OBJECTIVE: Find the line that contains "If you could pick out the shadow on". Copy it and every line after it to the end of the material below, exactly, with no pictures.

Rows from a pointing dataset

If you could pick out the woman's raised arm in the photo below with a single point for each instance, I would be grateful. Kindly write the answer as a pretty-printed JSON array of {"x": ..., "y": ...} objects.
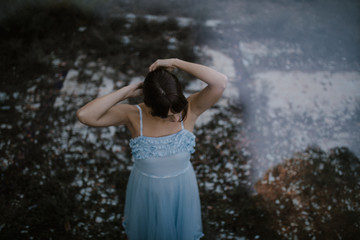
[
  {"x": 103, "y": 111},
  {"x": 201, "y": 101}
]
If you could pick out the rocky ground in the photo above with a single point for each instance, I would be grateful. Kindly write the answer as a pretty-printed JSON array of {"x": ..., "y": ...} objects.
[{"x": 276, "y": 158}]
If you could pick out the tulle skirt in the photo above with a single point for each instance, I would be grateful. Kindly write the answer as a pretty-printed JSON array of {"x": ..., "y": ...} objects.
[{"x": 162, "y": 200}]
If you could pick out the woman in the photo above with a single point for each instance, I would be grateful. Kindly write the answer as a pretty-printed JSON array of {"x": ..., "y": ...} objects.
[{"x": 162, "y": 198}]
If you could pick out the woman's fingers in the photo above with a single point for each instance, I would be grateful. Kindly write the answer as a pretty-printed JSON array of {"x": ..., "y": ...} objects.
[{"x": 161, "y": 63}]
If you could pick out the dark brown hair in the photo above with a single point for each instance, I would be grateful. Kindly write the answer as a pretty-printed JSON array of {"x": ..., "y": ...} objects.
[{"x": 163, "y": 92}]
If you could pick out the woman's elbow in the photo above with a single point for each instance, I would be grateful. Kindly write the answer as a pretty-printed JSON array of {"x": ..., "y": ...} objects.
[
  {"x": 224, "y": 81},
  {"x": 81, "y": 116}
]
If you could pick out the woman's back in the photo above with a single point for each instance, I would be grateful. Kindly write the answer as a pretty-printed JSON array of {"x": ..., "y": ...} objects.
[{"x": 162, "y": 199}]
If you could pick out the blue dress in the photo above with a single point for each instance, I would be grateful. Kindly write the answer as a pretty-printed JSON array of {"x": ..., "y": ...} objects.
[{"x": 162, "y": 196}]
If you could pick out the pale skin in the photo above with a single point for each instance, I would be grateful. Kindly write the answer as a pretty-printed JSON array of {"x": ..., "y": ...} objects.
[{"x": 109, "y": 111}]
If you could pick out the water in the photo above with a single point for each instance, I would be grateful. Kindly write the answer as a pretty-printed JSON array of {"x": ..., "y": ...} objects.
[{"x": 276, "y": 158}]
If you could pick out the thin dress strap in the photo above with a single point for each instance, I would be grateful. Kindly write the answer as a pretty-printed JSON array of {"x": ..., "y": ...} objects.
[
  {"x": 140, "y": 112},
  {"x": 182, "y": 123}
]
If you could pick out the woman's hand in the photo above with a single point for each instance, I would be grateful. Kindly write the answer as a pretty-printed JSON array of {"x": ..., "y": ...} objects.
[
  {"x": 168, "y": 64},
  {"x": 135, "y": 90}
]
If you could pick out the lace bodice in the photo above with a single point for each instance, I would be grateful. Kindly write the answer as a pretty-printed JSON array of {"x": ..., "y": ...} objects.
[{"x": 143, "y": 147}]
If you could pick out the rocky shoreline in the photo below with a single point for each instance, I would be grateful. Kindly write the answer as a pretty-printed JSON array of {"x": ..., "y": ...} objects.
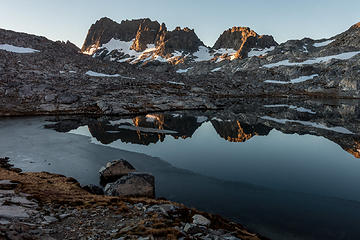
[
  {"x": 56, "y": 78},
  {"x": 50, "y": 206}
]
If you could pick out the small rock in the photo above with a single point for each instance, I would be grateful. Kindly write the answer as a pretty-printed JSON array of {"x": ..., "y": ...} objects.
[
  {"x": 193, "y": 229},
  {"x": 91, "y": 188},
  {"x": 65, "y": 215},
  {"x": 115, "y": 170},
  {"x": 50, "y": 219},
  {"x": 132, "y": 185},
  {"x": 201, "y": 220}
]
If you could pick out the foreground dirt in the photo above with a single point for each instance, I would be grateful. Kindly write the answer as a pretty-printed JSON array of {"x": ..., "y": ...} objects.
[{"x": 50, "y": 206}]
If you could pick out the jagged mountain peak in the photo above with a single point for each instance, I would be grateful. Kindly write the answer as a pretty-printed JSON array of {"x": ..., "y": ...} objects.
[
  {"x": 139, "y": 39},
  {"x": 243, "y": 40}
]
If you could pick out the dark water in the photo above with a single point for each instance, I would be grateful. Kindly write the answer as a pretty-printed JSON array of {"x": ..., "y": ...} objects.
[{"x": 287, "y": 171}]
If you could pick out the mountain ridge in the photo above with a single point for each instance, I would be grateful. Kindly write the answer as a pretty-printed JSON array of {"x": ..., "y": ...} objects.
[{"x": 178, "y": 44}]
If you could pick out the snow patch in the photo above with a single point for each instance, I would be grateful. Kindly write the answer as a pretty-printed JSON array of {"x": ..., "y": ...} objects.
[
  {"x": 323, "y": 43},
  {"x": 202, "y": 54},
  {"x": 183, "y": 70},
  {"x": 341, "y": 56},
  {"x": 15, "y": 49},
  {"x": 260, "y": 52}
]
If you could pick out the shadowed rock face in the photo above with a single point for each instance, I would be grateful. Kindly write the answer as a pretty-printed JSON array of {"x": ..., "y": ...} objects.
[
  {"x": 105, "y": 29},
  {"x": 243, "y": 39},
  {"x": 147, "y": 33},
  {"x": 182, "y": 127},
  {"x": 348, "y": 39}
]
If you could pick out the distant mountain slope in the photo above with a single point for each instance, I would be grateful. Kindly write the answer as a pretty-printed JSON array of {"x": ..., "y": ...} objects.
[{"x": 143, "y": 40}]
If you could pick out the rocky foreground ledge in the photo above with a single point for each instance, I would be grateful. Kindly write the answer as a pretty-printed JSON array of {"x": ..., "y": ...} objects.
[{"x": 50, "y": 206}]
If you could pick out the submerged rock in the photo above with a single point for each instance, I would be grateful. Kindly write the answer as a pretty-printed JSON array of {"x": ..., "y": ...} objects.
[
  {"x": 132, "y": 185},
  {"x": 94, "y": 189},
  {"x": 201, "y": 220},
  {"x": 115, "y": 170}
]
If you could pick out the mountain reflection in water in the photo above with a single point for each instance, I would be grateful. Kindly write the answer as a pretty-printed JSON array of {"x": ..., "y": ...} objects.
[
  {"x": 278, "y": 168},
  {"x": 153, "y": 128}
]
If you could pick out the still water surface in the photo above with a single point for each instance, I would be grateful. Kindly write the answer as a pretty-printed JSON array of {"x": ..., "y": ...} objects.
[{"x": 286, "y": 181}]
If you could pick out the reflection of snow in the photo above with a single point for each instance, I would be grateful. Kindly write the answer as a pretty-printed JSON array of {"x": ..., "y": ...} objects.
[
  {"x": 96, "y": 74},
  {"x": 121, "y": 121},
  {"x": 176, "y": 83},
  {"x": 295, "y": 80},
  {"x": 147, "y": 130},
  {"x": 201, "y": 119},
  {"x": 299, "y": 109},
  {"x": 14, "y": 49},
  {"x": 311, "y": 124}
]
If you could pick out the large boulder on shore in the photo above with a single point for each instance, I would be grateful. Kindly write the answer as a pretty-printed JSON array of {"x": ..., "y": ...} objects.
[
  {"x": 132, "y": 185},
  {"x": 115, "y": 170}
]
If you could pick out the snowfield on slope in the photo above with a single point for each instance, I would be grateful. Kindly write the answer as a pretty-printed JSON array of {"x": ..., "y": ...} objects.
[{"x": 15, "y": 49}]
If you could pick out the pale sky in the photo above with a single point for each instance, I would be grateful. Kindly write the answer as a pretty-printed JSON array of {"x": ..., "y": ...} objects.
[{"x": 284, "y": 19}]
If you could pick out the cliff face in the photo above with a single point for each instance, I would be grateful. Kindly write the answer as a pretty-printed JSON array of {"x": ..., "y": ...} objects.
[
  {"x": 143, "y": 32},
  {"x": 178, "y": 40},
  {"x": 347, "y": 40},
  {"x": 243, "y": 39}
]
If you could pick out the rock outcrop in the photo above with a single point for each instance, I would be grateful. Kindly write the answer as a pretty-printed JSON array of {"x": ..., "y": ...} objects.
[
  {"x": 115, "y": 170},
  {"x": 105, "y": 29},
  {"x": 178, "y": 40},
  {"x": 132, "y": 185},
  {"x": 142, "y": 33},
  {"x": 243, "y": 39}
]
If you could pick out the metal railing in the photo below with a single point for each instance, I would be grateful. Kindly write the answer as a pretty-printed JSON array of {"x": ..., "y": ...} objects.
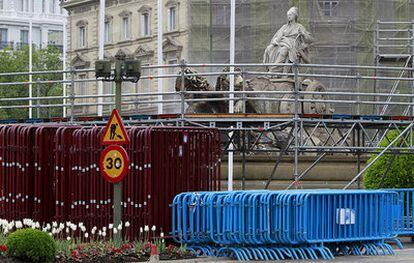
[{"x": 297, "y": 95}]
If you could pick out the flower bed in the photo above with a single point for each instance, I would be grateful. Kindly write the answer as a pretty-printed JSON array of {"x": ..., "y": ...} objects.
[{"x": 75, "y": 244}]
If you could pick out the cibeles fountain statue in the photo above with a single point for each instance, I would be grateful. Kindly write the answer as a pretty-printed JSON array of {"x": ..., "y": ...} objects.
[{"x": 290, "y": 44}]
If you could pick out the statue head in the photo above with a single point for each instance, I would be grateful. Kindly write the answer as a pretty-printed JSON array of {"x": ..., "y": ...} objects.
[{"x": 293, "y": 14}]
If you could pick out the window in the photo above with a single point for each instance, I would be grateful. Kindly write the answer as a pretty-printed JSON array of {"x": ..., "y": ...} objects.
[
  {"x": 23, "y": 5},
  {"x": 108, "y": 31},
  {"x": 52, "y": 6},
  {"x": 24, "y": 36},
  {"x": 125, "y": 28},
  {"x": 172, "y": 18},
  {"x": 145, "y": 24},
  {"x": 328, "y": 7},
  {"x": 82, "y": 86},
  {"x": 82, "y": 36}
]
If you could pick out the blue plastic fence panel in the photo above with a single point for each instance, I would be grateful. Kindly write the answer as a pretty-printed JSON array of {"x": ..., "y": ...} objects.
[
  {"x": 405, "y": 217},
  {"x": 285, "y": 217}
]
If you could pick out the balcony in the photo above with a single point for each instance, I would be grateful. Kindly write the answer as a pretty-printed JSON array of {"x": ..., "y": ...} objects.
[
  {"x": 6, "y": 44},
  {"x": 20, "y": 45},
  {"x": 59, "y": 47}
]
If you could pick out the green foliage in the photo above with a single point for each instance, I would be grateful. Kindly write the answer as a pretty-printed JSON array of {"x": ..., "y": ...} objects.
[
  {"x": 401, "y": 167},
  {"x": 18, "y": 61},
  {"x": 31, "y": 245}
]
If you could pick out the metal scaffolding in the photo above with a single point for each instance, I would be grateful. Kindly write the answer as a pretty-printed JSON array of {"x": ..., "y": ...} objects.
[{"x": 293, "y": 133}]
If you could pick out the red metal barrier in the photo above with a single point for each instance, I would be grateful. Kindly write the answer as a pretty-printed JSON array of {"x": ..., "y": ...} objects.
[{"x": 50, "y": 172}]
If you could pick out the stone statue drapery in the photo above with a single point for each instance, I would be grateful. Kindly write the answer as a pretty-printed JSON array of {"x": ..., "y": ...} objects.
[{"x": 289, "y": 44}]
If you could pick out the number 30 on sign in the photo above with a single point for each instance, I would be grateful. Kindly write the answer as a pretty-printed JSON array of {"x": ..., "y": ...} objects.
[{"x": 114, "y": 163}]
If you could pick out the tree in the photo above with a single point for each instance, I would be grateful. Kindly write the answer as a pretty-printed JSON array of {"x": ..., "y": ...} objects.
[
  {"x": 398, "y": 168},
  {"x": 18, "y": 61}
]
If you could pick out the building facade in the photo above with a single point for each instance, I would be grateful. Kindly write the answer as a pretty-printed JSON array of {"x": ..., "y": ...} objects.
[
  {"x": 47, "y": 18},
  {"x": 130, "y": 29},
  {"x": 198, "y": 31}
]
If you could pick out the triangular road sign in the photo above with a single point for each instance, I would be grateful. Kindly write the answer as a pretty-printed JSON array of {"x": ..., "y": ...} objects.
[{"x": 115, "y": 131}]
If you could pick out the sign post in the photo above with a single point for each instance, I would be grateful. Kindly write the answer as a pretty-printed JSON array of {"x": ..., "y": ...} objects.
[
  {"x": 114, "y": 160},
  {"x": 117, "y": 216}
]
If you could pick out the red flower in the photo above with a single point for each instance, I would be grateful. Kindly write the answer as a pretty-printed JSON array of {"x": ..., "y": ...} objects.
[
  {"x": 3, "y": 248},
  {"x": 126, "y": 246},
  {"x": 75, "y": 254},
  {"x": 170, "y": 247}
]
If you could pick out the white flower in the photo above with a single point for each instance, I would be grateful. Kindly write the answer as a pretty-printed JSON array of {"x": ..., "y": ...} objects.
[
  {"x": 19, "y": 224},
  {"x": 27, "y": 222}
]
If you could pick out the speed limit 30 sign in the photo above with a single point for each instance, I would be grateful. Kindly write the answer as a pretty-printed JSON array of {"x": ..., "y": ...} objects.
[{"x": 114, "y": 163}]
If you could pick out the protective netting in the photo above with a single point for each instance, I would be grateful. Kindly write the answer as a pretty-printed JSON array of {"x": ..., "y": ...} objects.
[{"x": 344, "y": 32}]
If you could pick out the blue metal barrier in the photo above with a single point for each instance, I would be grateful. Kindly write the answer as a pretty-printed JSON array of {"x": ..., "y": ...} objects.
[
  {"x": 268, "y": 224},
  {"x": 405, "y": 225}
]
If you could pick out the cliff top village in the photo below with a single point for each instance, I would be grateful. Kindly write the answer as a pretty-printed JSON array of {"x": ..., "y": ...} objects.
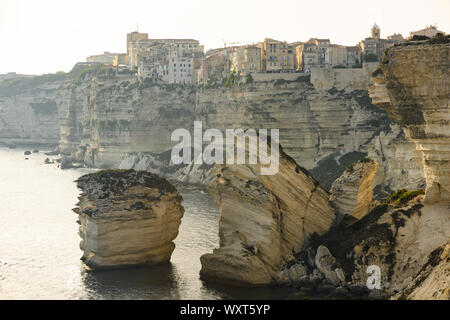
[{"x": 184, "y": 60}]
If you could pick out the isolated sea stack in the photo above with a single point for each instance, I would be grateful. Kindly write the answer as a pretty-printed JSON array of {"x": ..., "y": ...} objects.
[
  {"x": 264, "y": 220},
  {"x": 127, "y": 218}
]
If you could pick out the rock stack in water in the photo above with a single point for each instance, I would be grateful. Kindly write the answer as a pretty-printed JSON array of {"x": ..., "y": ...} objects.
[
  {"x": 412, "y": 86},
  {"x": 264, "y": 220},
  {"x": 127, "y": 218},
  {"x": 351, "y": 193}
]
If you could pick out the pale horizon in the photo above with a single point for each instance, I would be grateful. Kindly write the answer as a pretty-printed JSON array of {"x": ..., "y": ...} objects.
[{"x": 48, "y": 36}]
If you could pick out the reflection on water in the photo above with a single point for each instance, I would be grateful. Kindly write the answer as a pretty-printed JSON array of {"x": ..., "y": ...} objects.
[{"x": 39, "y": 245}]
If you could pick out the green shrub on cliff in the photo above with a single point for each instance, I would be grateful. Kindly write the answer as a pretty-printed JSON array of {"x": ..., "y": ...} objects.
[
  {"x": 370, "y": 57},
  {"x": 402, "y": 196},
  {"x": 232, "y": 78},
  {"x": 439, "y": 38},
  {"x": 248, "y": 79}
]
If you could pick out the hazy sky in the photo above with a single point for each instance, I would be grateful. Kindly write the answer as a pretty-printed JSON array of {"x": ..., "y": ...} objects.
[{"x": 43, "y": 36}]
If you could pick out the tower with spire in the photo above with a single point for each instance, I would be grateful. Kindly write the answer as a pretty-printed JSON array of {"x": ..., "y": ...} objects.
[{"x": 375, "y": 31}]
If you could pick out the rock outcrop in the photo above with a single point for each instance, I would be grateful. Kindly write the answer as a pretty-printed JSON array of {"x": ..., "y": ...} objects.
[
  {"x": 264, "y": 220},
  {"x": 412, "y": 86},
  {"x": 433, "y": 281},
  {"x": 398, "y": 237},
  {"x": 99, "y": 115},
  {"x": 127, "y": 218},
  {"x": 351, "y": 193},
  {"x": 161, "y": 164}
]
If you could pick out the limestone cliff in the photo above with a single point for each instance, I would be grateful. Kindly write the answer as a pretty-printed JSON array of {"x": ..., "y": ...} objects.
[
  {"x": 127, "y": 218},
  {"x": 264, "y": 220},
  {"x": 412, "y": 86},
  {"x": 398, "y": 237},
  {"x": 351, "y": 193}
]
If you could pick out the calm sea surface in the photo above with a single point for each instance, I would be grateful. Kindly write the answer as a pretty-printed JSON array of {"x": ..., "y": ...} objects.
[{"x": 39, "y": 244}]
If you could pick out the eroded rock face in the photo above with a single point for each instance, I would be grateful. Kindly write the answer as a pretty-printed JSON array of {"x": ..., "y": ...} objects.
[
  {"x": 264, "y": 220},
  {"x": 398, "y": 238},
  {"x": 433, "y": 281},
  {"x": 413, "y": 88},
  {"x": 351, "y": 193},
  {"x": 127, "y": 218}
]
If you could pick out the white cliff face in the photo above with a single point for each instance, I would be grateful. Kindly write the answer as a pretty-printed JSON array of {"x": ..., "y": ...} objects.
[
  {"x": 264, "y": 220},
  {"x": 28, "y": 110},
  {"x": 127, "y": 218},
  {"x": 433, "y": 281},
  {"x": 161, "y": 164},
  {"x": 351, "y": 193},
  {"x": 412, "y": 87}
]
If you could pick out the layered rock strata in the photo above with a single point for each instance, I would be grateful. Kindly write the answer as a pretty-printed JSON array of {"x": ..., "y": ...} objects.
[
  {"x": 397, "y": 237},
  {"x": 412, "y": 86},
  {"x": 28, "y": 110},
  {"x": 264, "y": 219},
  {"x": 127, "y": 218},
  {"x": 351, "y": 193}
]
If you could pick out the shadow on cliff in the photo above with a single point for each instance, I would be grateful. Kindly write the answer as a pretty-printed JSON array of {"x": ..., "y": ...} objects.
[{"x": 153, "y": 282}]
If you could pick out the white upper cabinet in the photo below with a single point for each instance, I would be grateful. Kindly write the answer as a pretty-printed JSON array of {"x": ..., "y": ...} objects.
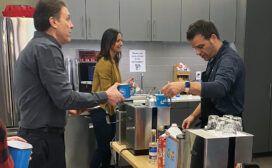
[
  {"x": 92, "y": 17},
  {"x": 223, "y": 14},
  {"x": 146, "y": 20},
  {"x": 166, "y": 20},
  {"x": 150, "y": 20},
  {"x": 101, "y": 15},
  {"x": 77, "y": 12},
  {"x": 135, "y": 20},
  {"x": 193, "y": 10}
]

WORKED SOLUTION:
If you could pick out the shadow on cliff in the photo above with a single point for each instance, I would be grateful. Kindly write the answer as a pretty-printed JSON array of {"x": ..., "y": ...} objects.
[{"x": 153, "y": 282}]
If you could pick out the white upper cabinet in the photo below with a single point for each instance, I would be grateful. Kindly write the answer as a pretty-printed JSON array of {"x": ..., "y": ...} objects.
[
  {"x": 92, "y": 17},
  {"x": 223, "y": 14},
  {"x": 146, "y": 20},
  {"x": 166, "y": 20},
  {"x": 150, "y": 20},
  {"x": 101, "y": 15},
  {"x": 77, "y": 12},
  {"x": 135, "y": 20},
  {"x": 193, "y": 10}
]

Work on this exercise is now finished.